Saved rows:
──────────

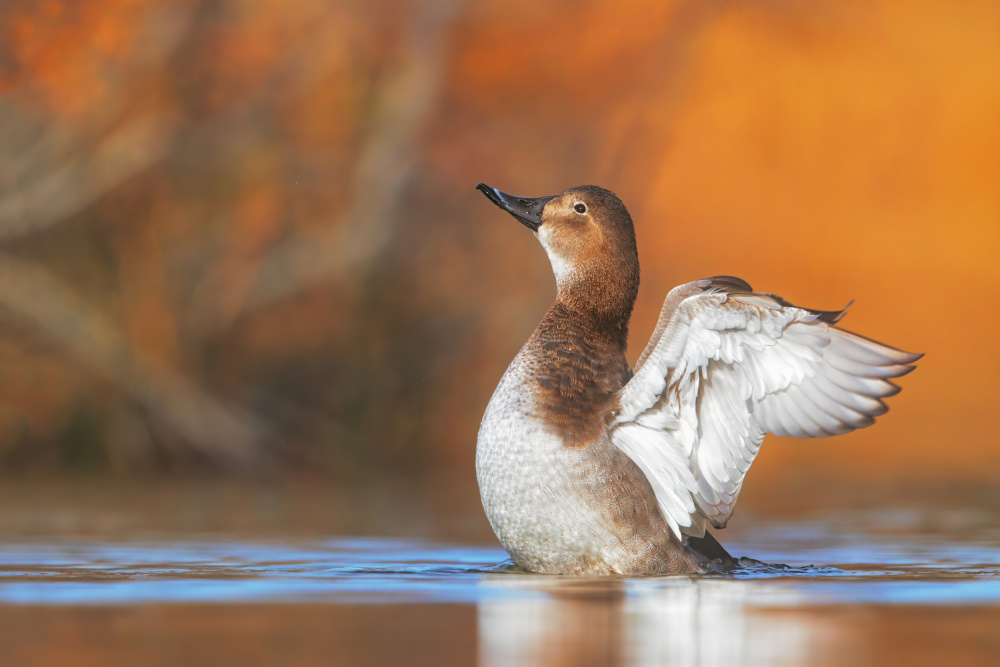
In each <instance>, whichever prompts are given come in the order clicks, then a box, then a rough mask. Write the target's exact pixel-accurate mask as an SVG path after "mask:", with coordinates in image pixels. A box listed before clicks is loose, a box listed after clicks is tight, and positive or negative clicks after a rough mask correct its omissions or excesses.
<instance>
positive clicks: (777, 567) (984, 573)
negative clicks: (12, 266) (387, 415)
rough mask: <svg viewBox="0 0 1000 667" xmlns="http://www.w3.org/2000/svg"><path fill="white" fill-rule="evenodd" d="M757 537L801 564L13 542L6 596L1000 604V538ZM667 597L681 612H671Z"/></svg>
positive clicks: (742, 546)
mask: <svg viewBox="0 0 1000 667" xmlns="http://www.w3.org/2000/svg"><path fill="white" fill-rule="evenodd" d="M752 535H753V538H752V539H750V540H745V541H744V542H743V543H740V544H735V545H732V550H733V551H734V552H736V553H753V554H754V555H755V556H756V557H758V558H761V559H762V560H764V561H768V562H780V563H787V564H788V566H768V565H765V564H763V563H760V564H756V565H753V564H751V565H748V566H747V567H746V568H744V569H743V570H740V571H738V572H736V573H734V574H732V575H727V576H710V577H654V578H645V579H572V578H566V577H543V576H538V575H527V574H523V573H518V572H516V571H511V570H510V568H509V567H508V566H509V562H508V561H506V554H505V553H504V552H503V551H502V550H501V549H499V548H498V547H478V546H457V545H443V544H435V543H431V542H425V541H420V540H401V539H381V538H339V539H334V540H327V541H308V542H281V543H277V542H275V543H268V542H264V543H248V542H242V541H212V540H188V541H174V540H171V541H144V542H120V543H117V542H98V541H89V540H62V541H57V542H52V541H49V542H37V543H28V542H23V543H14V544H11V543H8V544H4V545H0V602H5V603H8V604H138V603H148V602H202V603H204V602H219V603H235V602H238V603H251V602H260V603H265V602H276V601H302V602H324V603H336V604H408V603H441V604H479V605H487V606H489V605H494V606H493V607H492V608H497V609H500V608H506V607H504V606H503V604H501V603H504V604H506V603H505V602H504V601H510V602H516V601H518V600H544V599H554V598H557V599H564V598H566V597H567V596H569V598H572V597H573V596H574V595H593V594H594V591H595V590H600V591H602V593H601V594H602V595H611V594H613V595H620V596H621V597H622V599H624V600H627V601H630V602H628V604H629V605H631V606H632V607H635V608H645V607H644V605H646V603H644V602H642V601H643V600H650V601H653V600H660V602H657V603H656V605H659V606H657V607H656V608H661V607H662V608H663V609H667V610H669V609H674V608H679V607H676V605H678V604H680V603H679V602H678V600H687V599H688V596H689V595H695V596H696V597H698V599H702V598H704V596H707V595H712V596H715V597H713V598H712V599H713V600H716V601H717V602H718V603H719V604H723V605H725V604H737V602H734V601H738V604H739V606H740V608H759V607H785V608H787V607H794V606H797V605H803V604H814V603H821V604H854V603H861V604H863V603H879V604H890V605H892V604H932V605H941V604H963V605H984V604H987V605H996V604H1000V548H998V546H997V545H998V541H997V539H996V533H995V532H991V531H982V532H981V533H980V534H978V535H975V536H969V535H966V536H965V537H964V539H963V540H949V539H947V538H946V537H942V536H941V535H908V534H898V535H892V534H883V535H873V534H871V533H850V532H846V531H840V530H836V531H835V530H831V529H830V527H829V526H825V527H824V526H822V525H819V526H817V525H816V522H813V523H810V524H808V525H795V524H787V523H786V524H774V525H771V526H759V527H757V529H755V530H754V531H753V533H752ZM830 535H836V538H835V539H831V538H830ZM664 595H667V598H669V599H670V600H671V601H672V602H670V605H674V606H673V607H671V606H670V605H668V606H667V607H663V604H666V603H664V602H663V600H664V599H667V598H664V597H663V596H664ZM727 601H728V602H727ZM498 604H500V606H499V607H497V606H496V605H498ZM656 605H654V606H656ZM646 606H648V605H646ZM663 613H667V612H666V611H664V612H663ZM670 613H672V612H670Z"/></svg>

──────────

**Assignment:**
Lay out the rows above as a numbered list, covering the stretch from their start through the line containing "negative clicks: (12, 266) (387, 415)", with both ends included. Leave out any picture and any blank lines.

**Response for this exercise:**
1. In each <instance>, whichever prompts are given come in the order clicks, then a box, then a rough mask. Write the target's exact pixel-accurate mask as an SVG path after "mask:", with coordinates in image pixels. A box listed before clicks is loose, a box listed after clicks is tight, and positive or negative clicks after a rough mask correct its omissions or excesses.
2. <instance>
3. positive clicks: (777, 567) (984, 573)
4. negative clicks: (12, 266) (387, 415)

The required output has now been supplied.